- _DOCUMENT TEXT_:
A group of activists with the Okanagan Animal Save group hold lit candles near the fence surrounding the Rocana Meats facility in Salmon Arm during a protest Monday, Oct. 1. (Facebook/Okanagan Animal Save)

Activists protest pig slaughter outside Salmon Arm slaughterhouse

Protestors quickly disperse after call to RCMP reporting trespassing

In the early hours of the morning on Monday, Oct. 1, a small group of activists huddled together outside of the Rocana Meats processing facility near Salmon Arm, B.C. to protest what they claim to be unethical treatment of animals.

Amy Sorrano, a member of the activist group Okanagan Animal Save, which held the vigil, says the purpose of the protest was largely to draw attention to the ways animals are slaughtered, which they feel are inhumane.

“Animal agriculture relies on secrecy, but no reasonable person would want to continue supporting these industries if they knew the truths behind them,” Sorrano said.

Dave DeBoer, manager of the Rocana Meats plant, says this isn’t the first time the group has shown up at his facility.

“This is the third time they have been here, and they’ve been other places too, like Colonial Farms and D Dutchmen (Dairy),” DeBoer says.

- _EXERCISE REQUIREMENTS_:
Reproduce the stretch of the Salmon Arm protest article from "Activists protest pig" through "treatment of animals." word for word.

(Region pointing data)
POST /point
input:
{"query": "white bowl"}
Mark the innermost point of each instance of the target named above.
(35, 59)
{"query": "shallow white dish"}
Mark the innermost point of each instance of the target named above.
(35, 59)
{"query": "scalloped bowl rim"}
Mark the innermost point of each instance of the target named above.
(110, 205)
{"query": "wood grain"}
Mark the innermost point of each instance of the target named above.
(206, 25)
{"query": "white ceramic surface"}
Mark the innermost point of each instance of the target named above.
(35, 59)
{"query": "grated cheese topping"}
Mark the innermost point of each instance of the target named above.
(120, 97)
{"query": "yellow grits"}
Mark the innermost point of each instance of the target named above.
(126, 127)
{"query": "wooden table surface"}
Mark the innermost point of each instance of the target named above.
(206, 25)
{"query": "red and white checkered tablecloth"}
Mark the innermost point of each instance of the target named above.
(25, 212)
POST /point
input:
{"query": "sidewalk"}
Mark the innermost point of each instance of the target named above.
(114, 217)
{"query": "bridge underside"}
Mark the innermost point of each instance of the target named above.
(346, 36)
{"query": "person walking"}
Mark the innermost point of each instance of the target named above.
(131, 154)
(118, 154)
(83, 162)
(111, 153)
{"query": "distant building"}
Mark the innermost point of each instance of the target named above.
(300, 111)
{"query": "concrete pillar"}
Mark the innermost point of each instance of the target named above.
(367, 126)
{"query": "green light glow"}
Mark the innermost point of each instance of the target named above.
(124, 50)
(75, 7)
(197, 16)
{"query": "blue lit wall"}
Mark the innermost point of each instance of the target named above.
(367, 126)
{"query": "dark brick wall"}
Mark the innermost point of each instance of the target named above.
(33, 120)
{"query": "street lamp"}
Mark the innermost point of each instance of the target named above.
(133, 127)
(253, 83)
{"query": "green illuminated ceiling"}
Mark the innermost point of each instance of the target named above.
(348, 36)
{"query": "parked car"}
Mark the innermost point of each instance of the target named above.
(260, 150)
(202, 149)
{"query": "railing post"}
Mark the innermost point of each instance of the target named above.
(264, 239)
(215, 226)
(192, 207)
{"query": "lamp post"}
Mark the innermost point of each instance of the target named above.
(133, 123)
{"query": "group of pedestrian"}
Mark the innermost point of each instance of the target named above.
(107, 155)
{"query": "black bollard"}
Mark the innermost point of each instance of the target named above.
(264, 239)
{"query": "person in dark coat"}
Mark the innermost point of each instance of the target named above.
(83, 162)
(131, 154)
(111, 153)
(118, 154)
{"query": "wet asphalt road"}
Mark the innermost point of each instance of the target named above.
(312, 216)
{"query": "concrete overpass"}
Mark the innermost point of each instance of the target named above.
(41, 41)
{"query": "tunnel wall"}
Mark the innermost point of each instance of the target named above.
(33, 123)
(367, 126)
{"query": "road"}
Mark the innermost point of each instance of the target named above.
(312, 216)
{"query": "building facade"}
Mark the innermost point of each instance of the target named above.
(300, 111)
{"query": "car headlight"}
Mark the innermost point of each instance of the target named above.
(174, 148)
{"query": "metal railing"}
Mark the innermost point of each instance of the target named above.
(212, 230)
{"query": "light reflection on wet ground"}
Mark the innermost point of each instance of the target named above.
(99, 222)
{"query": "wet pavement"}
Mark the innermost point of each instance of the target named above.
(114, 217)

- _ANSWER TO THE EXERCISE_:
Activists protest pig slaughter outside Salmon Arm slaughterhouse

Protestors quickly disperse after call to RCMP reporting trespassing

In the early hours of the morning on Monday, Oct. 1, a small group of activists huddled together outside of the Rocana Meats processing facility near Salmon Arm, B.C. to protest what they claim to be unethical treatment of animals.